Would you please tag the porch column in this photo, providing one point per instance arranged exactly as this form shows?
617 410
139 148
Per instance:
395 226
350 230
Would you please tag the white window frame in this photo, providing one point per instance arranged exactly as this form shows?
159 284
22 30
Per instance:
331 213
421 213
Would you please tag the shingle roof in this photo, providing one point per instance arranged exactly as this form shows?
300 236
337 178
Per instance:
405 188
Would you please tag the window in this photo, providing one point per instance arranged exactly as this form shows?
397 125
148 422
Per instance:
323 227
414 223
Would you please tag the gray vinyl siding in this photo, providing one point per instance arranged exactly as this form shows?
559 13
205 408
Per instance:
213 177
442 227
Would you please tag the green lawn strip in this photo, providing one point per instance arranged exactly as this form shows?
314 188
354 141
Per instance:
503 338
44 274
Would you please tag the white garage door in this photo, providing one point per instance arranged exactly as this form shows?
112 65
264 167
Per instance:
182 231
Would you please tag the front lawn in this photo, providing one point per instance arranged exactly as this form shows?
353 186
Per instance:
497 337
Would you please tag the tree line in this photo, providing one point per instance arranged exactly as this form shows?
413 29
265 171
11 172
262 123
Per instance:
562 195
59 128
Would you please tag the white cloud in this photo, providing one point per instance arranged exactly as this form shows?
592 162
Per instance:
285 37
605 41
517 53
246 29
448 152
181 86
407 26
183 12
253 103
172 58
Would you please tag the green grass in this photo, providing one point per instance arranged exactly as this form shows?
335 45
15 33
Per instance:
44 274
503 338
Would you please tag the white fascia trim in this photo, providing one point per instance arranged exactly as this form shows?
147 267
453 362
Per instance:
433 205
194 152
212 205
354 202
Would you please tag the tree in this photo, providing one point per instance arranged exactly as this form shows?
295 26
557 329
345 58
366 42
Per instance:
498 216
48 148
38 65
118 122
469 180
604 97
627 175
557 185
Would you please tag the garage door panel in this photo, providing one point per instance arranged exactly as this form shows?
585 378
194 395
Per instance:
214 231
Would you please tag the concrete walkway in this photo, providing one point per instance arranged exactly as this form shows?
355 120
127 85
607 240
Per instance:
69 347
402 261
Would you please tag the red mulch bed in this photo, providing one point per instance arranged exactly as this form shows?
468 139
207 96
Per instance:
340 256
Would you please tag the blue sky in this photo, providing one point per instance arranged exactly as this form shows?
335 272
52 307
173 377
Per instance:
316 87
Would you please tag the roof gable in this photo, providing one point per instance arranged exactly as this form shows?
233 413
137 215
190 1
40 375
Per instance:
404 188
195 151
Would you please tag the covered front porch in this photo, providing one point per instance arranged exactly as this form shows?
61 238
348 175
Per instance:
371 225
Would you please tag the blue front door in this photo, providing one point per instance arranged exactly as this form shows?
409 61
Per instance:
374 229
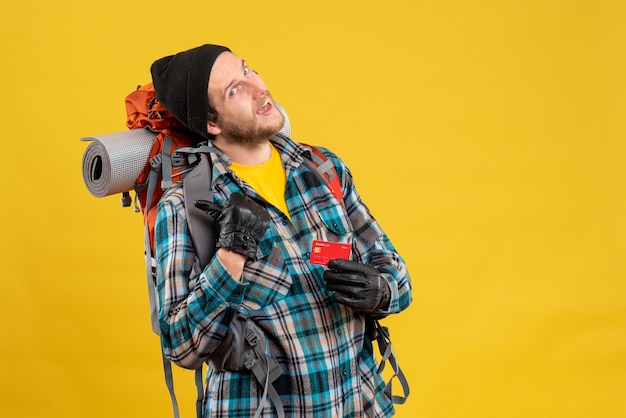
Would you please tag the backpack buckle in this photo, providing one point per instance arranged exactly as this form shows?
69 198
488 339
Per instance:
178 159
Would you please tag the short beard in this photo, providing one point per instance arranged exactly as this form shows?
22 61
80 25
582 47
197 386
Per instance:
247 134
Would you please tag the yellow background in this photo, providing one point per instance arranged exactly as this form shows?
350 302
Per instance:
487 137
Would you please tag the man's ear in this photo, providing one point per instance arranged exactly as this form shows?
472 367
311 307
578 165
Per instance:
213 129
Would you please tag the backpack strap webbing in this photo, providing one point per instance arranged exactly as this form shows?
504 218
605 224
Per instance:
388 353
155 169
324 169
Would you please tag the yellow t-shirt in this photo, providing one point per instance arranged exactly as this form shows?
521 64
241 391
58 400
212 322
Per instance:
268 179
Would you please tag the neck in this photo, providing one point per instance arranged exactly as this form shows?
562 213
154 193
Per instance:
245 154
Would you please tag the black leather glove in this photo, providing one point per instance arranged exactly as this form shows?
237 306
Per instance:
356 285
239 225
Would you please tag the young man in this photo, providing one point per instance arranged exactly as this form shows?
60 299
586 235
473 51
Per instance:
314 357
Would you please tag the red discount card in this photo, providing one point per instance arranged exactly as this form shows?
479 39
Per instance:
323 251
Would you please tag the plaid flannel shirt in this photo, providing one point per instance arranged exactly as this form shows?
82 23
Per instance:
328 363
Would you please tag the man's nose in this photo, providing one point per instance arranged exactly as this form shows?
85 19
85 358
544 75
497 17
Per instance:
257 87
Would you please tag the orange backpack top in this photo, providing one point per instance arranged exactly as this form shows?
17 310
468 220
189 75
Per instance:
143 110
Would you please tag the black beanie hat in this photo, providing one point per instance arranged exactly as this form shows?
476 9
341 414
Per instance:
181 83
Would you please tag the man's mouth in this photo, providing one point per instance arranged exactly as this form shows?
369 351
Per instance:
266 108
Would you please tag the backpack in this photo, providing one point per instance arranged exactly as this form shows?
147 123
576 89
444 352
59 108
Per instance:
177 154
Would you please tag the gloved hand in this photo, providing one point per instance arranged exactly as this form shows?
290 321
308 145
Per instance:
239 225
356 285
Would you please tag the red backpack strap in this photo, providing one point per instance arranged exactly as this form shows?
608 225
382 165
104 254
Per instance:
324 168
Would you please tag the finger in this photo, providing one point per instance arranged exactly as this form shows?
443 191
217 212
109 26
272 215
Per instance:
211 208
346 300
352 266
346 290
340 278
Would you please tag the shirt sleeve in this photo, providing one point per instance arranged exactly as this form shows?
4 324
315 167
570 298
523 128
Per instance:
371 244
192 321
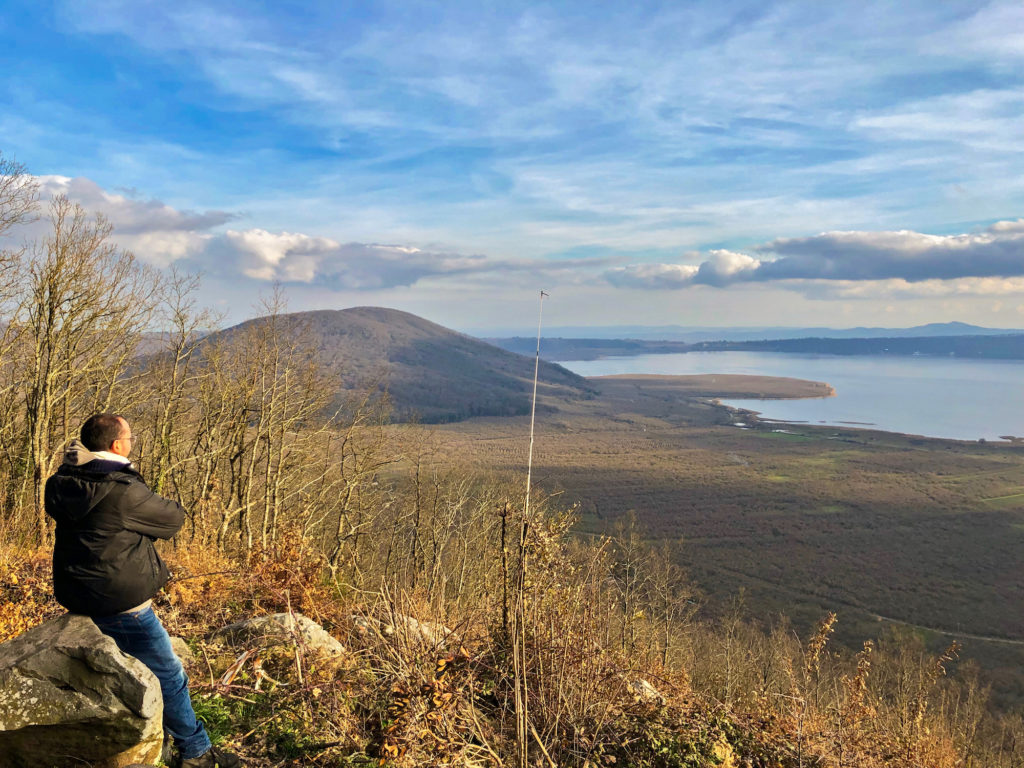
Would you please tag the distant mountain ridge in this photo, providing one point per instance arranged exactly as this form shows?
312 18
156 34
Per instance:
753 333
1001 346
431 373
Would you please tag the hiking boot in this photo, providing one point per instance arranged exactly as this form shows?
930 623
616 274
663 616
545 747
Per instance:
212 758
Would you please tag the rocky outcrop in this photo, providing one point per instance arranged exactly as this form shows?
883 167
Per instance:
68 696
283 628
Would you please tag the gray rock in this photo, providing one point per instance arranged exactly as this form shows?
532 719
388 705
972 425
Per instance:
182 651
283 628
68 696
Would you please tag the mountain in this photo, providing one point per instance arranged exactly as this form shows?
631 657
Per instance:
696 334
430 372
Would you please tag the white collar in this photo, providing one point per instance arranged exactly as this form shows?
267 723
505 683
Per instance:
110 456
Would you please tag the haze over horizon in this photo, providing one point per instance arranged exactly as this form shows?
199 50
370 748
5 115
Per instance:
737 164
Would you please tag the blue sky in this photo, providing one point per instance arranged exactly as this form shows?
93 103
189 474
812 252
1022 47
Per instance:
726 163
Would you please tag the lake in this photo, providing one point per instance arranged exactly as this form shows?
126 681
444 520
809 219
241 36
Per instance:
934 396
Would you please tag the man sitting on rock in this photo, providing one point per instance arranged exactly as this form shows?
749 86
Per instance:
105 566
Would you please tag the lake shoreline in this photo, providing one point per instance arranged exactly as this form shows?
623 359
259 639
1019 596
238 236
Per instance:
946 399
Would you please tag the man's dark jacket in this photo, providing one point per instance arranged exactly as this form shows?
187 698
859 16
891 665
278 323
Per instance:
107 521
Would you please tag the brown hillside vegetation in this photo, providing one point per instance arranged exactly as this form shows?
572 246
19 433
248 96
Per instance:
430 373
887 529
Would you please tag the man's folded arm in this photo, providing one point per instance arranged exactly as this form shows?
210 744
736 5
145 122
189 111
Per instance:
151 514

-- Written task --
Reproduce all of the records above word for word, leaving out the pictures.

-- Right answer --
Would you please tag the porch column in this photo, providing one point per instance arranged exactly as this form shows?
617 410
139 148
Per instance:
395 226
350 230
Would you please tag the white window frame in this photo, providing one point per instance arranged exactly as this form shows?
159 284
22 30
Per instance:
331 213
421 213
Would you please tag the shingle roof in this photo, providing one point per instance arranged exactly as this form shows?
300 236
337 178
Per instance:
405 188
Would you please tag the window in this photo, providing one point per instance arranged exactly as this form shows?
397 125
148 422
Per instance:
323 227
414 223
Would you please tag the gray vinyl siding in this photo, providing one point per instance arranged exactly as this form shows?
559 13
205 408
Per instance:
213 177
442 227
Would you please tag the green lawn strip in this photo, providing one point per instance arranged exactly as this form shows?
314 188
354 141
Per instance:
503 338
44 274
Would you please tag the white garage door in this photo, providing one point per instance arranged exactly as this form shows?
112 65
264 167
Per instance:
182 231
Would you please tag the front lawn in this photo, providing one point per instance arranged exactly as this form shows?
353 186
Per instance:
497 337
Would you please tag the tree line in this photo, providing one point per instance arranged exactly as this form shows?
413 29
265 171
11 172
262 123
Per instance:
562 195
59 128
Would you please tag the white cloud in this photo, providing one point per instance arranged exactly as this form shows?
592 162
Per instance:
285 37
605 41
517 53
246 29
448 152
181 86
407 26
183 12
253 103
172 58
Would you please tag the green grass in this photo, providing one point per instance arranged exactly as this form shows?
335 45
15 33
Per instance:
44 274
503 338
Would you please tag the white fascia trim in this photo, providing one point per instance arranged exactly as this form shows?
147 267
453 362
Per instance:
433 205
194 152
212 205
354 202
Would you please tag the tree in this photo, providing one point per instance arranged exactly as this form shows?
295 26
557 329
345 58
366 42
Per instance:
498 216
48 148
38 65
118 122
469 180
604 97
627 175
557 185
Would you please tag the garage door panel in this photo, providing one point per instance arranged exactly as this form shows?
585 378
194 395
Per instance:
214 231
Would you please tag the concrete walkway in this photo, providing one point per instance arranged exactly as this form shows?
355 120
127 85
607 240
Per instance:
69 347
402 261
Would you please tag the red mulch bed in this photo, providing one point per instance arranged exactly as this form shows?
468 139
207 96
Per instance:
340 256
Would you please tag the blue sky in this photo, providing one point per instance arranged exactly as this form shows?
335 272
52 307
173 377
Per instance:
316 87
Would you please tag the roof gable in this photo, providing one point per instance arranged exactly as this form shows?
233 413
137 215
190 1
40 375
Per instance:
404 188
195 151
Would you please tag the covered front porch in this photo, providing one point per instance arranged exactly as this form shows?
61 238
348 175
Per instance:
371 225
Would you please tag the blue front door in this photo, providing one point per instance arranged exactly as this form shows?
409 61
Per instance:
374 229
Would you please tag the backpack buckle in this photo, providing one point per instance arranged exactly as this form shows?
69 198
488 339
Per instance:
178 159
Would you please tag the short beard in this photo, providing one point per instance arranged exactly as this form shows?
22 61
80 25
582 47
197 386
Per instance:
247 134
Would you please tag the yellow background in this photo, providing one point per instance arranged exactly as this form shows?
350 302
Per instance:
487 137
Would you please tag the man's ear in this photo, providing one point per instance arranged exactly as this form shows?
472 367
311 307
578 165
Per instance:
213 129
Would you please tag the backpack strap webbing in this photo, providing one point per instance arranged exactly as this form shows?
504 218
605 224
Per instance:
388 353
155 169
324 169
Would you please tag the yellow t-shirt in this photo, providing one point per instance arranged exactly as this form shows?
521 64
241 391
58 400
212 322
Per instance:
268 179
Would you please tag the neck in this photo, providing one point per instance arranged exactly as this form shows?
562 213
154 193
Per instance:
245 154
Would you please tag the black leather glove in this photo, providing one point per instance arranged exactly as this form shows?
237 306
Per instance:
356 285
239 225
Would you please tag the young man in this photo, providing one point per instance arranged exactly as this form shows?
60 299
586 235
473 51
Per instance:
314 357
Would you please tag the red discount card in this photo, providing one point per instance arranged exactly as this form shows?
479 39
Per instance:
323 251
Would you please tag the plaid flannel shirt in this photo, providing one point per instance arranged exactly as this form shows?
82 23
Per instance:
328 363
Would you please tag the man's nose in this photo, providing one point per instance arranged exactly as this form shows?
85 19
85 358
544 75
497 17
Per instance:
257 87
Would you please tag the orange backpack top in this photo, providing one point per instance arranged exactly as this form shows?
17 310
468 220
189 75
Per instance:
143 110
Would you please tag the black beanie hat in this photo, providing one point per instance arranged exactly as this form shows?
476 9
341 414
Per instance:
181 83
Would you please tag the man's mouth in this photo, providing one point per instance arranged exactly as this form shows?
369 351
Per instance:
266 108
Would you please tag the backpack in this photo, providing one point per instance arranged exactly as this form shows?
147 123
576 89
444 352
59 108
Per instance:
177 154
Would you please tag the gloved hand in this photo, providing one point per instance arranged exactly as this form shows?
290 321
308 145
Per instance:
239 225
356 285
Would you please tag the red backpack strap in this photo, providing one point per instance arranged exactly as this form shows?
608 225
382 165
104 254
Per instance:
324 168
Would you please tag the finger in this photo, providing one point per instance arranged exactly as this form shows?
443 191
217 212
109 26
272 215
Per instance:
211 208
346 300
352 266
346 290
340 278
Would you please tag the shirt sleeve in this photo, providing one point per instance arranged exactly as this form shows?
4 324
315 167
570 298
523 128
Per instance:
371 244
192 321
Would you please tag the distant mountain ridge in this photo, providing one point per instance arranged exactly as this form shows?
312 18
156 34
Per instance:
753 333
1001 346
431 373
Would you please tag the hiking boot in this photo, providing one point per instance arranged exactly as this form shows?
930 623
616 274
663 616
545 747
Per instance:
212 758
Would you please tag the rocky outcrop in this photo, providing one point per instance arranged exactly as this form shows?
883 167
Per instance:
68 696
283 628
Would you please tag the gray rock in this photo, providing one point per instance arranged exactly as this form shows?
532 719
388 705
972 425
Per instance:
182 651
283 628
68 696
Would you please tag the mountain in this photo, providing one point per instance arranged exactly as this form shows?
631 657
Per instance:
696 334
430 372
Would you please tag the white collar in this photo, providing one point per instance arranged exactly as this form shows?
267 723
505 683
Per instance:
110 456
Would you please tag the haze over horizon in this photo, providing one point per instance arranged exactly as this form shows?
199 50
370 748
5 115
Per instance:
737 164
Would you please tag the blue sky in this photo, providing one point per instance arranged exactly as this form shows?
93 103
189 474
812 252
1022 47
Per instance:
726 163
Would you please tag the lake in this photo, providing one point per instance arranged exactly as this form shows?
126 681
444 520
809 219
241 36
Per instance:
934 396
Would you please tag the man sitting on rock in this photo, providing one point per instance arranged exactly as this form shows?
749 86
Per instance:
105 566
Would you please tag the lake shoreline in this photo, providing one point per instance arranged exactly as this form shows?
623 359
259 639
1019 596
238 236
Per instance:
946 399
Would you please tag the man's dark jacket in this photo, providing one point per instance arranged exactly as this form shows?
187 698
859 16
891 665
278 323
Per instance:
107 521
Would you please tag the brown hillside vegetation in this photo, providing one point per instance arranged exactly as this form shows?
572 246
19 433
248 96
Per instance:
430 373
887 529
Would you please tag the man's folded arm in this photo, providing one point per instance arranged exactly as this form shows?
210 744
736 5
145 122
189 111
Per instance:
151 514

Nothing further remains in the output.